### TEXTO FORNECIDO
A discricionariedade administrativa: antecâmara de administrativização da interpretação jurídica?

     I. A discricionariedade administrativa é, comummente, caracterizada como sendo “o espaço de autonomia ou de liberdade de decisão de que desfruta a administração numa situação concreta e individualizada” (Sérvulo Correia, apud Costa Gonçalves, ob. cit., pp. 211-212). 

A evolução da discricionariedade administrativa, pelo menos desde o século XIX, permite perceber a transição de uma denominação de “não vinculação”, quase extra legem, para uma margem de autonomia aplicativa das normas administrativas por parte da Administração no caso concreto que importa modelar à luz do interesse público, a qual é sempre exercida no respeito pelo princípio da legalidade (Freitas do Amaral, ob. cit.; Costa Gonçalves, ob. cit., pp. 205-206). A ciência da administração sublinha, aliás, a discricionariedade administrativa como decorrência de uma norma legal de competência (autorizativa) e não de uma pretensa “liberdade originária da Administração”.

### LINHAS EXTRAÍDAS
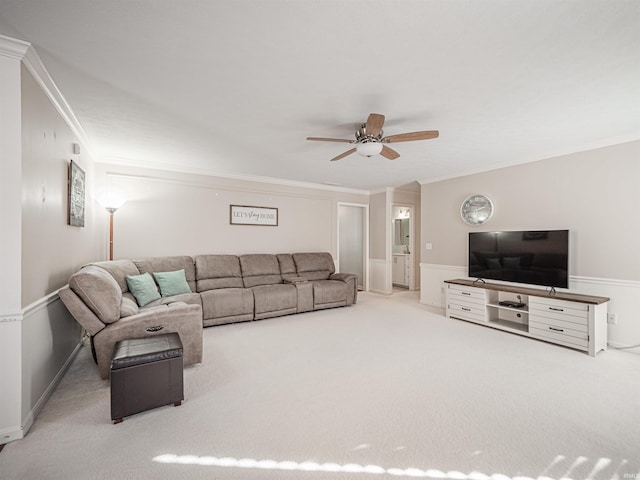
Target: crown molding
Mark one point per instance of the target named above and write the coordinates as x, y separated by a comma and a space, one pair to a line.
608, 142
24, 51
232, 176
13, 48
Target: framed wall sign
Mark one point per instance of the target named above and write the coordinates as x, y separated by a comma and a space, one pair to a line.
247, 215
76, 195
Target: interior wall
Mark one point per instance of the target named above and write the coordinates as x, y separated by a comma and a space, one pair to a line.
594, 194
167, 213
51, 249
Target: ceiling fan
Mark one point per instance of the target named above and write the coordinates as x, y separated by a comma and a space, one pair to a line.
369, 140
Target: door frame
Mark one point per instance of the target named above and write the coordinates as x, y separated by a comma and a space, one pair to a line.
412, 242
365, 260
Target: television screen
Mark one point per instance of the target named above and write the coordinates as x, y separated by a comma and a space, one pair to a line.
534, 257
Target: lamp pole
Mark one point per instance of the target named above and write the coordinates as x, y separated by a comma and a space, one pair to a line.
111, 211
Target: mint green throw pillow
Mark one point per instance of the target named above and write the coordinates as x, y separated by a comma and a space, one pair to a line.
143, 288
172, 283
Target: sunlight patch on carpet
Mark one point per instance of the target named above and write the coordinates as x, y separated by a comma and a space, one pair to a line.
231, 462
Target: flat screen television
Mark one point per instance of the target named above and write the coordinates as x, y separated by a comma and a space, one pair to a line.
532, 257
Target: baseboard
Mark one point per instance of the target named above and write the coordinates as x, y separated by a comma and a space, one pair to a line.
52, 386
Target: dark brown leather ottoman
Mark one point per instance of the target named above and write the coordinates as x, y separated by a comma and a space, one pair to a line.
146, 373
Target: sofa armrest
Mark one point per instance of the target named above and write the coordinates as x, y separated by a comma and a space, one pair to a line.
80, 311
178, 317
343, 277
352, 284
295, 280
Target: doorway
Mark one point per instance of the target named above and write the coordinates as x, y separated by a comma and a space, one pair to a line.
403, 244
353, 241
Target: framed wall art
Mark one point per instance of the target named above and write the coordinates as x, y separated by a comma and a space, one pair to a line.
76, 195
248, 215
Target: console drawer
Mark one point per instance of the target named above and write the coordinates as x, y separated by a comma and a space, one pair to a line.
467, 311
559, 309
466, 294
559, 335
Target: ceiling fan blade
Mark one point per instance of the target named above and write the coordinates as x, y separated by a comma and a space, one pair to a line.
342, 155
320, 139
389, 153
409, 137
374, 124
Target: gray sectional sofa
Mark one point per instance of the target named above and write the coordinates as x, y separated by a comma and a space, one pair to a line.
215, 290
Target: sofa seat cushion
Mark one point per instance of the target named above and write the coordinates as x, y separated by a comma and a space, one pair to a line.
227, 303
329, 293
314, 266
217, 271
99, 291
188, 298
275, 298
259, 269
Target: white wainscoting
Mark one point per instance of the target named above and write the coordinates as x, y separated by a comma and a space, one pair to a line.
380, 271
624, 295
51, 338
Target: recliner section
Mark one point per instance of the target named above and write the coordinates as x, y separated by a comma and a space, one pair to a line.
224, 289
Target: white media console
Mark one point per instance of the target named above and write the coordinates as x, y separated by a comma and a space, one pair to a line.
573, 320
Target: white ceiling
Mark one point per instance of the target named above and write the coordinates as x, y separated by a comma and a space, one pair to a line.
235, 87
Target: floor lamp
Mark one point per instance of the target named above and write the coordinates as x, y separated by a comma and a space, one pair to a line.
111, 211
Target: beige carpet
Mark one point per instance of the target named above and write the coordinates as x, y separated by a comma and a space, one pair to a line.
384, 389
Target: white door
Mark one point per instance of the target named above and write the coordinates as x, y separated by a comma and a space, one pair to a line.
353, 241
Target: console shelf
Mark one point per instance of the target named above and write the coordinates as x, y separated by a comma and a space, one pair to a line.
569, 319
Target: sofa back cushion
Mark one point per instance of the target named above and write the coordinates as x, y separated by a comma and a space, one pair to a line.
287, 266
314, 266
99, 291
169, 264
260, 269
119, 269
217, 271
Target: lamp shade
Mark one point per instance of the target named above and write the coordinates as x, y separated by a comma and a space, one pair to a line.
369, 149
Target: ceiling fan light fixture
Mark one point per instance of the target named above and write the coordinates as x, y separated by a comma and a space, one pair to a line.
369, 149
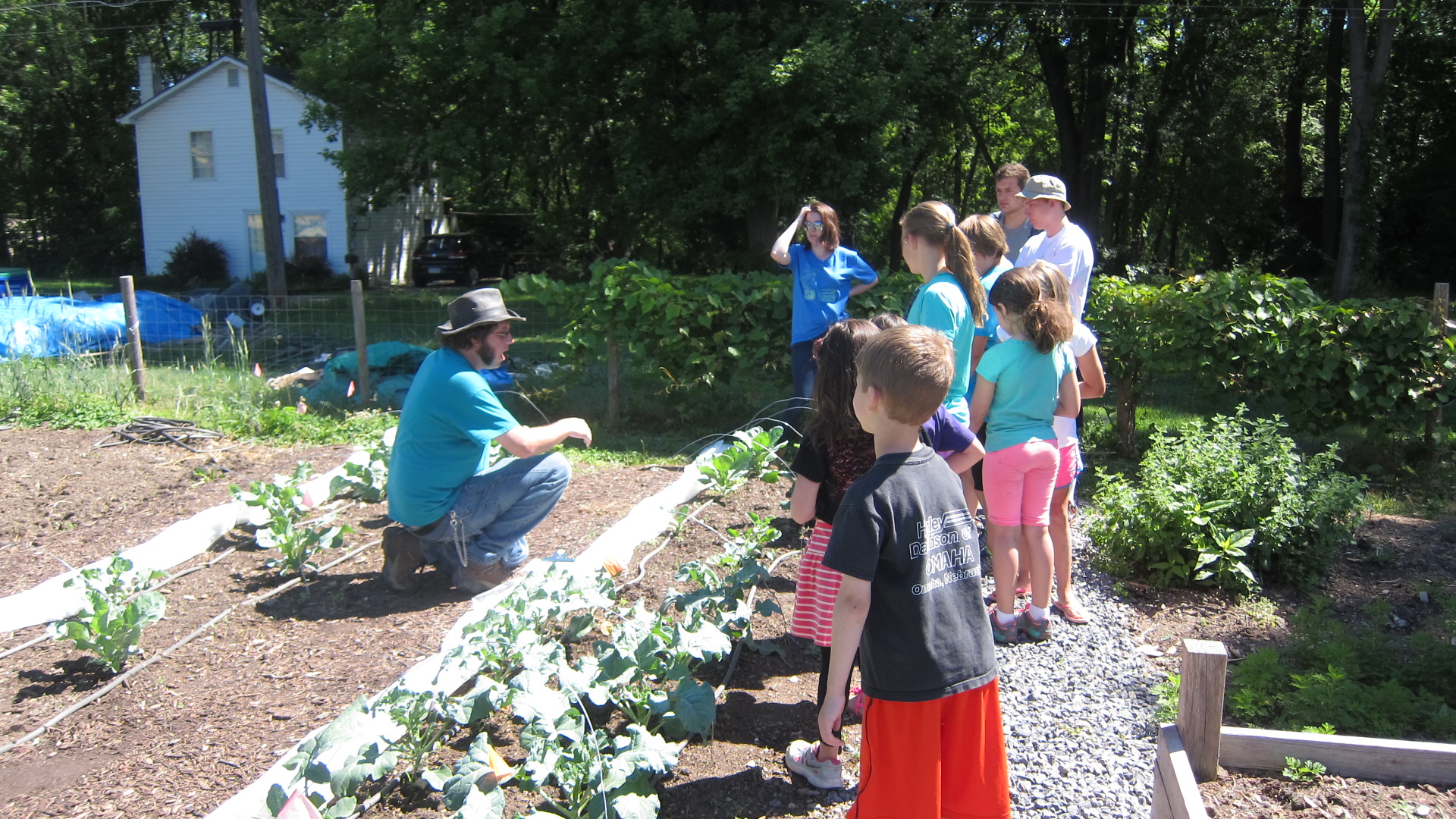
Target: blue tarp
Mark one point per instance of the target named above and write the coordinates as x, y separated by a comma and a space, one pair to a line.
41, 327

* * *

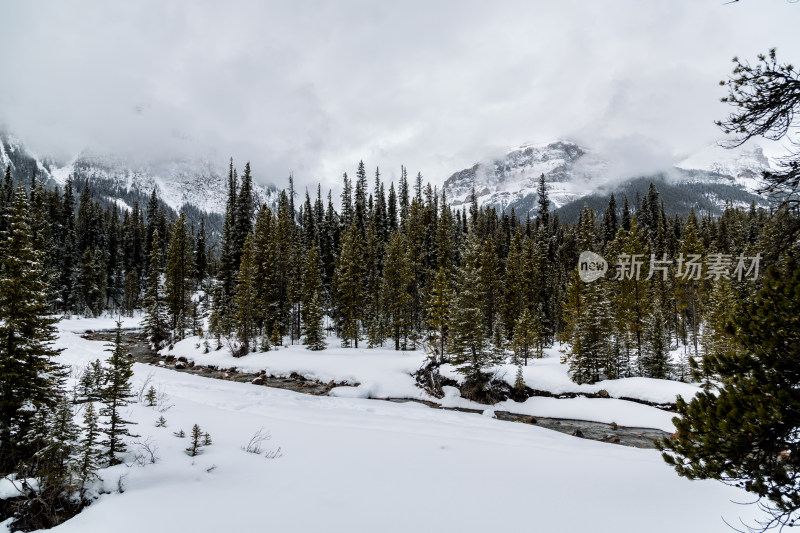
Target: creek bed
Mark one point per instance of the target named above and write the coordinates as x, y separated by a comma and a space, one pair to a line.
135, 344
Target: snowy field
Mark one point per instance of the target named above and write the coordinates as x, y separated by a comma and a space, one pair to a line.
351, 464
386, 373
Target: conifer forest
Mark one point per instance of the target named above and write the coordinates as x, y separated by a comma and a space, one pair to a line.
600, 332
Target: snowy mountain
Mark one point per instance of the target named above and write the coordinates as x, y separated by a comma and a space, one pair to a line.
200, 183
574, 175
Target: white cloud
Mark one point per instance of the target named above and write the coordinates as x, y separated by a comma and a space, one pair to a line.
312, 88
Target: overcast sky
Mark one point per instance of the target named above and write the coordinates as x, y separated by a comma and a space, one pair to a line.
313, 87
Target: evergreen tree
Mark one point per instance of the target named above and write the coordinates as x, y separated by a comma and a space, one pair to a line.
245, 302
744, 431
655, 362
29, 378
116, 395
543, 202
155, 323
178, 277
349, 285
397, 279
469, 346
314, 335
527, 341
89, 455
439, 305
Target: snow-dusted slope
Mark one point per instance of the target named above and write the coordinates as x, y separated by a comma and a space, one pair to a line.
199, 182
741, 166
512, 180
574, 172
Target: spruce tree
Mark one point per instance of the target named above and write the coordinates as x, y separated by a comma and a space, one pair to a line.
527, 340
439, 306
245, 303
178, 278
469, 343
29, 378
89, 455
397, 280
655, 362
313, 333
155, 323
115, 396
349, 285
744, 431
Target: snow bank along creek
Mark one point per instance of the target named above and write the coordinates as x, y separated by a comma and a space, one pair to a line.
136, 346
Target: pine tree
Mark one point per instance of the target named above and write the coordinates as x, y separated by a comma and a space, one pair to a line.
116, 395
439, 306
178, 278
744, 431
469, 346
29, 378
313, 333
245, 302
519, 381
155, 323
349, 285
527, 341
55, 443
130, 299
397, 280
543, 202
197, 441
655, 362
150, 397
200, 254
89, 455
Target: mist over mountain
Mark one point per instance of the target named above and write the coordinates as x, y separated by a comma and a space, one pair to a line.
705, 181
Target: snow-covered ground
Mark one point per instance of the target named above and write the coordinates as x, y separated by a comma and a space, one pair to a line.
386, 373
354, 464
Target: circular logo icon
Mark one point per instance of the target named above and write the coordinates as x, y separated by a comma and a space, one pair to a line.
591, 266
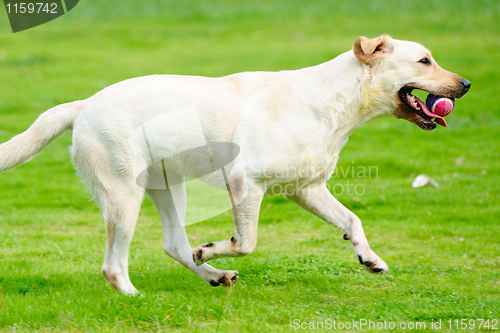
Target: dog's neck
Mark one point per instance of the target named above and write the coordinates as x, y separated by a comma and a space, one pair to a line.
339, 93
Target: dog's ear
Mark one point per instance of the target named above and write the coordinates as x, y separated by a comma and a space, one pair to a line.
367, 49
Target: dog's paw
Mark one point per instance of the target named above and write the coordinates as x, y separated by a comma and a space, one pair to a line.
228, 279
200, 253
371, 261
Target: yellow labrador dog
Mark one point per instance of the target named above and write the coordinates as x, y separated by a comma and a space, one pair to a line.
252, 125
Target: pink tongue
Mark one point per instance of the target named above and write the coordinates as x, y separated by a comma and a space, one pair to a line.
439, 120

==

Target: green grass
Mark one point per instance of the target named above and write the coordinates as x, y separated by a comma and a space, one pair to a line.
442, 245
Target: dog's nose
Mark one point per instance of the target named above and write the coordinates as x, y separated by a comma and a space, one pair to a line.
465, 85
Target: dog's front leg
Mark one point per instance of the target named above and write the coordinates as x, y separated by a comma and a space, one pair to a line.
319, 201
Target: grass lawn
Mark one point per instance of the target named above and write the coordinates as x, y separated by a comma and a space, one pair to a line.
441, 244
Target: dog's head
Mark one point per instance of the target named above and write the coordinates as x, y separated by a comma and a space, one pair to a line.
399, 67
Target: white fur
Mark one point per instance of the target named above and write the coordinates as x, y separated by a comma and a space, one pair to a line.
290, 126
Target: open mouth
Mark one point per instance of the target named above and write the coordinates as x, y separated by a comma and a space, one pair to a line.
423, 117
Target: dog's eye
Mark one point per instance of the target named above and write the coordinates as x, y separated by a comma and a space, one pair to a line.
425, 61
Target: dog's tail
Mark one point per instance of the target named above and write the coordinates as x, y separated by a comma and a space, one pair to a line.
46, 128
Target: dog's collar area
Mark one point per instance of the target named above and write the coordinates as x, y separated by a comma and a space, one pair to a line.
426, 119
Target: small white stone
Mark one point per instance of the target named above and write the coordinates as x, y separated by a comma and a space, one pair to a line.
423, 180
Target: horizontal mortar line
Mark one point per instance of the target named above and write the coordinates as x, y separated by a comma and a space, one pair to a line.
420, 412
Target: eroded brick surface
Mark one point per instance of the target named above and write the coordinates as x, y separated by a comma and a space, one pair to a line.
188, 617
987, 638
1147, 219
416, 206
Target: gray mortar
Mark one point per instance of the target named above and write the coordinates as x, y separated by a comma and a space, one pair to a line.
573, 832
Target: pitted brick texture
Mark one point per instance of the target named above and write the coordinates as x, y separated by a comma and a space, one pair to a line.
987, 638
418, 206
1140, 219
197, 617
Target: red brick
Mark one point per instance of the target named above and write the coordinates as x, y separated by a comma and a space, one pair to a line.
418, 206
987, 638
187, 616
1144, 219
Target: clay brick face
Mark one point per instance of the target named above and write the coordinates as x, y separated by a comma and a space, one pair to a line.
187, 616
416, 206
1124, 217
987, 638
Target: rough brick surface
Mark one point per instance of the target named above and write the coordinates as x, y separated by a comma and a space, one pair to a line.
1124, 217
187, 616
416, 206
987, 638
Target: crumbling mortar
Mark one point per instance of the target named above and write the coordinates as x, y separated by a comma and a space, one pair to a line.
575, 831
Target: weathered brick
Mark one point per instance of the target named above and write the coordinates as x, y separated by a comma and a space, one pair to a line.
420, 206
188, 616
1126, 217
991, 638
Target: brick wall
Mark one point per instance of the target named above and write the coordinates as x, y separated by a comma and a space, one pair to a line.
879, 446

### EXERCÍCIO PROPOSTO
Extraia do texto sobre a discricionariedade administrativa o trecho que começa em "A discricionariedade administrativa: antecâmara" e prossegue até "cit., pp. 211-212).", transcrevendo-o sem qualquer alteração.

### RESULTADO DO EXERCÍCIO
A discricionariedade administrativa: antecâmara de administrativização da interpretação jurídica?

     I. A discricionariedade administrativa é, comummente, caracterizada como sendo “o espaço de autonomia ou de liberdade de decisão de que desfruta a administração numa situação concreta e individualizada” (Sérvulo Correia, apud Costa Gonçalves, ob. cit., pp. 211-212).